[Work instructions]: Continue the mailing-list post on strengthening remailer security against a government attacker, picking up right after its last sentence.

[Document passage]:

From: Nathan Zook <nzook@bga.com>
Date: Thu, 9 Feb 95 04:11:02 PST
To: cypherpunks@toad.com
Subject: Mixmaster + T1
Message-ID: <Pine.3.89.9502090624.J21224-0100000@lia.bga.com>
MIME-Version: 1.0
Content-Type: text/plain

*** Background
Cypherpunk remailers have been very effectively keeping the net.cops at
bay--mostly because the net.cops aren't _real_ cops.  Lance has offered a
standard that goes quite a distance towards defeating the latter opponent.
I hope that my suggestions can close the gap.  The remailers, and their
mailers, use IDEA, RSA, MD5, PGP, and D-H.
*** Threat Model
Our attacker, Eve, is a wealthy national government.  Eve has corrupted at
least some of the law enforcement agencies, but not much of the judiciary.
Contact with the remailers has not been outlawed.  Individual use of strong
crypto has not been outlawed.  ( I know this probably violates the equality
of power demand, but...)  Alice and Bob are sending each other messages
through the net, and know that they are being watched.  Eve does not have
the secret (PGP/RSA) keys of anyone she has not explicitly compromised.
The historical examples might be Chinese dissidents, Afgan or Nicuaraguian
freedom fighters, David Koresh, Randy Weaver, or Mary of Scotland.
*** Goal
Our goal is to help Alice and Bob carry on an extended conversation without
Eve being able to produce proof that either one of them actually sent any
real message.  This include the possibility that on occasion, theirs is the
only real message in the remailer net.  By produce I include manufacture.

Saved entries:
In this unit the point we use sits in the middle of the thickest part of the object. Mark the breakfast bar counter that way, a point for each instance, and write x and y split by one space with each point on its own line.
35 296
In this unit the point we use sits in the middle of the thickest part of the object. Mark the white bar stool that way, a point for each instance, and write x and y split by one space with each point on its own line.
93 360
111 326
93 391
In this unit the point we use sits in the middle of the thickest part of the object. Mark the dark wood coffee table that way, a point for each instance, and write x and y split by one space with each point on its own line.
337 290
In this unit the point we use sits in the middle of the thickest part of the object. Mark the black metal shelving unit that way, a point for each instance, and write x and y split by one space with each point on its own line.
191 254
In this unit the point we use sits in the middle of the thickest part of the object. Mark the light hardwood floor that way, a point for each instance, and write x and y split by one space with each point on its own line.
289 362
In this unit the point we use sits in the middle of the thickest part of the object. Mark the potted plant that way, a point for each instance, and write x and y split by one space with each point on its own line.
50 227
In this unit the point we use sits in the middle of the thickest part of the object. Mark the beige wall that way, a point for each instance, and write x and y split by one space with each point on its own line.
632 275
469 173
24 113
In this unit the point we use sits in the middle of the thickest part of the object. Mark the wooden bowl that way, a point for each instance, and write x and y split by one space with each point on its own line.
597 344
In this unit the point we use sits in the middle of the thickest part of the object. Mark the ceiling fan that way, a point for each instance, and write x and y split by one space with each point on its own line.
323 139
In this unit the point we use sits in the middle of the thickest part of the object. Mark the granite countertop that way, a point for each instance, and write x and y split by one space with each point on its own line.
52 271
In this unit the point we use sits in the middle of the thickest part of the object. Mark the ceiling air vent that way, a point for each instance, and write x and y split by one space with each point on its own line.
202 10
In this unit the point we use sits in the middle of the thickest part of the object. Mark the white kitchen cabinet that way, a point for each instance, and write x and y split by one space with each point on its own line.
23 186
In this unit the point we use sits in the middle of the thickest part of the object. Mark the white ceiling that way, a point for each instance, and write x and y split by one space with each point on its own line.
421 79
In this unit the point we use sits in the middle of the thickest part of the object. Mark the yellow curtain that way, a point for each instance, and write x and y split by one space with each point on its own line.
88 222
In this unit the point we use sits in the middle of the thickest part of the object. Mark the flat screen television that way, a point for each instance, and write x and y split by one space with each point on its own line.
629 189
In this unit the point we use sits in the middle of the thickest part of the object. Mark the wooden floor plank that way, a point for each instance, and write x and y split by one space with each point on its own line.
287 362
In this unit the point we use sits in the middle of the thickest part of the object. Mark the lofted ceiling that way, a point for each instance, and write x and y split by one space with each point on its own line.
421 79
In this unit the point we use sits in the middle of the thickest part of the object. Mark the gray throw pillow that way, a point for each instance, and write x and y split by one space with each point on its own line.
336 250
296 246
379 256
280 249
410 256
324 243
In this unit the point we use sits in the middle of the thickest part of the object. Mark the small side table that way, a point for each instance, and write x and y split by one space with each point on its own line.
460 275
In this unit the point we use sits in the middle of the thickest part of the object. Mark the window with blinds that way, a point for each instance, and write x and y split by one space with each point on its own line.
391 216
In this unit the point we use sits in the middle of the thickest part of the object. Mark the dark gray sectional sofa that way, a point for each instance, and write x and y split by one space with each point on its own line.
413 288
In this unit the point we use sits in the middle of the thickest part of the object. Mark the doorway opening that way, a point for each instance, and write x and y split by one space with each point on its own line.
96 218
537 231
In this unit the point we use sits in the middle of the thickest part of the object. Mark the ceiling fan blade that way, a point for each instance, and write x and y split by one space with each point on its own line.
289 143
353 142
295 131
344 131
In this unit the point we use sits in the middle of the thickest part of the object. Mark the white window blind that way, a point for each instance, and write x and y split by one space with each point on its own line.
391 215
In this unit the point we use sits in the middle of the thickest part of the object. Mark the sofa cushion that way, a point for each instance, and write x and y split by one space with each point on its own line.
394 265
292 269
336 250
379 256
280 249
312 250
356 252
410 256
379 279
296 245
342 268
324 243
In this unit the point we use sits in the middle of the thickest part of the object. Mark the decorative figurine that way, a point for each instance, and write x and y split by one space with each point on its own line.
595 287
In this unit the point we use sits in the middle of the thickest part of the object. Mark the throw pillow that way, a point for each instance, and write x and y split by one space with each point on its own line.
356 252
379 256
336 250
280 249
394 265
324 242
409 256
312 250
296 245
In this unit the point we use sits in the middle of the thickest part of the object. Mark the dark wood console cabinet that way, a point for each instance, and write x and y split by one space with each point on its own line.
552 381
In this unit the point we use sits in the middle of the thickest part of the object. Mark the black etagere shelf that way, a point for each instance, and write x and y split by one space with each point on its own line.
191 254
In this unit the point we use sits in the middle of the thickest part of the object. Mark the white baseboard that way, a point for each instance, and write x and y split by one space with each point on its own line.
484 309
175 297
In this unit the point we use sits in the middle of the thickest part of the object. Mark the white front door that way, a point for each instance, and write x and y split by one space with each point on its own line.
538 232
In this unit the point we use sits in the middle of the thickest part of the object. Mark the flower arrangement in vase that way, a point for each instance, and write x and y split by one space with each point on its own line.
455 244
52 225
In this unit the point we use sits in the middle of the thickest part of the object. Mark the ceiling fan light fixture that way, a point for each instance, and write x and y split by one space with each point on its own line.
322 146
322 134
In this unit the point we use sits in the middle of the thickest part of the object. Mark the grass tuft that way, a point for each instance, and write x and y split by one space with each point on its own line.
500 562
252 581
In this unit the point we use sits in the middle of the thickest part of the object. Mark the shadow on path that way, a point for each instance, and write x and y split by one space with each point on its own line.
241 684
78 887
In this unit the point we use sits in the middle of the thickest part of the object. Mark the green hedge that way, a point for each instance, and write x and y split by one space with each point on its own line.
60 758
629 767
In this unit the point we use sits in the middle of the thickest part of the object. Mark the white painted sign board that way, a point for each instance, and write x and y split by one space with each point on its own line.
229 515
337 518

[Output below]:
Forward security for all involved is preferable.
*** Attack Modes
I believe that there are five primary modes of attack:  traffic analysizing
individual remailers, traffic analysizing the remailer net as a whole,
compromising remailers, correlating the reception of messages by Bob or
Alice with their later outside actions, and fabricating messages from Alice
to Bob.
*** Basic Abilities
Eve knows all of our protocals, and can convince the Internet that she is
anyone.  She records all traffic into or out of all remailers, as well as
Alice and Bob.  She runs most of the remailers, and can temporarily and
selectively block traffic through the remailers.
*** Attack Methods.
I will not redetail the standard attacks which include flushing, spam-
copying, single copying (stuttering), size matching, or We Dai.  I will,
however, detail certain attacks that I believe are either new or have not
been generally discussed.
** Fabricating Evidence
As we have seen with our own government, lack of evidence is a condition
that governments can correct by fiat.  (Randy Weaver)  Alice has to be able
to prove that a message on the Internet "from" her to a remailer did not in
fact originate with her.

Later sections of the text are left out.